EJERCICIO PLANTEADO 1:
Según el relato sobre la crisis económica cubana, ¿qué moneda se despenalizó en 1993?
EJERCICIO PLANTEADO 2:
Reproduce un fragmento del relato sobre la crisis económica cubana: comienza en las palabras "Entre las muchas" y detente después de "una gran demanda.".
EJERCICIO PLANTEADO 3:
Prosigue el relato sobre la crisis económica cubana a partir de su última oración.

PASAJE CITADO:
▼▼▼
Debo decir, sin un ápice de vergüenza, que durante esta etapa mi familia y yo también “luchamos”, y gracias a ello pudimos sobrevivir a una de las crisis más agudas que ha vivido el país hasta la fecha. Con mi salario de ingeniero y la exigua pensión de retiro de mi padre era imposible afrontar el alto costo de vida de aquella época, porque los escasos productos normados que ofertaba el Estado a precios asequibles no alcanzaban para cubrir las necesidades del mes. Obligatoriamente, había que recurrir al “mercado negro”, donde los precios eran exorbitantes.
Además, en 1993, el máximo líder cubano despenalizó el dólar y se abrieron las primeras tiendas en esa moneda para la población, como parte de las medidas para enfrentar la crisis económica generada por la implosión del bloque soviético. Pero esta medida arraigó aún más las diferencias de clases, dividiendo a la población entre quienes tenían acceso al dólar y quienes no. Desgraciadamente, mi familia y yo estábamos entre estos últimos y, por tanto, tuvimos que “luchar” muy duro para acercarnos al otro grupo.
Entre las muchas cosas que hicimos, recuerdo que mi madre y mi tía, con su innegable habilidad para la costura, comenzaron a confeccionar shorts de vivos colores para niños y jóvenes, los cuales yo me ocupaba de vender en mi centro de trabajo. Esta actividad era toda una proeza, porque con la carencia de telas en las tiendas, mis queridas madre y tía tenían que buscar entre los múltiples retazos que conservaban desde antaño el material adecuado para confeccionar una amplia variedad de modelos. En muchos casos, recurrían a viejas sábanas blancas que teñían para usarlas luego en sus vistosos shorts, los cuales tenían una gran demanda.
También hacíamos golosinas como merenguitos, coquitos, boniatillos y cucuruchos de maní tostado, cuya materia prima yo me encargaba de conseguir en cualquier lugar y a cualquier costo. En esta actividad participábamos todos los miembros de la familia, incluido mi padre, quien era el experto en hacer los famosos cucuruchos de papel, material que “conseguía” en su trabajo, ya que, tras su jubilación, estaba contratado en una imprenta cercana a la casa. De la comercialización de todos esos productos, como siempre, me encargaba yo.
▲▲▲
DATOS PROPORCIONADOS:
▼▼▼
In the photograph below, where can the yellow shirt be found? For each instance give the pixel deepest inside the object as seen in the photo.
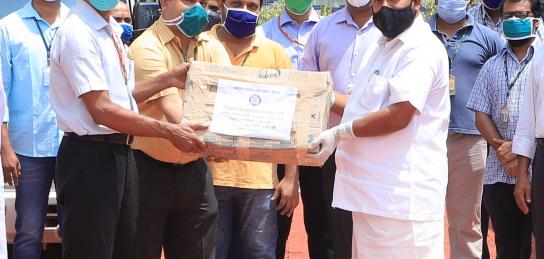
▲▲▲
RESULTADO FINAL 1:
El dólar.

RESULTADO FINAL 2:
Entre las muchas cosas que hicimos, recuerdo que mi madre y mi tía, con su innegable habilidad para la costura, comenzaron a confeccionar shorts de vivos colores para niños y jóvenes, los cuales yo me ocupaba de vender en mi centro de trabajo. Esta actividad era toda una proeza, porque con la carencia de telas en las tiendas, mis queridas madre y tía tenían que buscar entre los múltiples retazos que conservaban desde antaño el material adecuado para confeccionar una amplia variedad de modelos. En muchos casos, recurrían a viejas sábanas blancas que teñían para usarlas luego en sus vistosos shorts, los cuales tenían una gran demanda.

RESULTADO FINAL 3:
Recuerdo que durante esa etapa tuve una relación amorosa con una muchacha hija de un alto dirigente estatal. Coincidió que, en el período de nuestra relación, nos mudamos de la casa de su madre a un apartamento moderno en el corazón del Vedado habanero, que a mis ojos estaba completamente impecable. Sin embargo, esa no fue la opinión de mi sensible y refinado suegro, quien nos visitó aquella misma noche y encontró varios “defectos”: que el color del juego de baño no combinaba con las losas del piso; que la puerta principal debía ser de hierro y cristal para mayor seguridad; que la meseta de mármol de la cocina debería estar en otra posición más cómoda; que se necesitaba un clóset en el pasillo para guardar los enseres de limpieza, entre otros detalles. Dicho así, sus comentarios podrían parecer inofensivos, pero cuál no sería mi sorpresa cuando, al día siguiente, se presentó en el apartamento una brigada de trabajadores en un camión, con todos los materiales necesarios, para comenzar de inmediato a ejecutar las brillantes recomendaciones del “luchador” de mi suegro.
Mientras tanto, la “lucha” de mi familia y la mía seguía en ascenso. Gracias a ella, pudimos adquirir algunos dólares y acceder a las tiendas en divisas, donde comprábamos productos de primera necesidad. Con los ingresos en moneda nacional, adquiríamos alimentos vendidos en la “bolsa negra” como leche en polvo, aceite vegetal, café, pastas, arroz, granos, pescado y, en ocasiones, hasta carne vacuna. Casi todos estos productos provenían de desvíos ilegales en bodegas y empresas estatales, por lo que el principal suministrador, indirecto e involuntario, era el propio Estado. No hace falta aclarar que todas estas operaciones estaban al margen de la ley, pero eran tan comunes y conocidas que las autoridades represivas solían hacer la vista gorda, permitiendo así que el pueblo pudiera subsistir.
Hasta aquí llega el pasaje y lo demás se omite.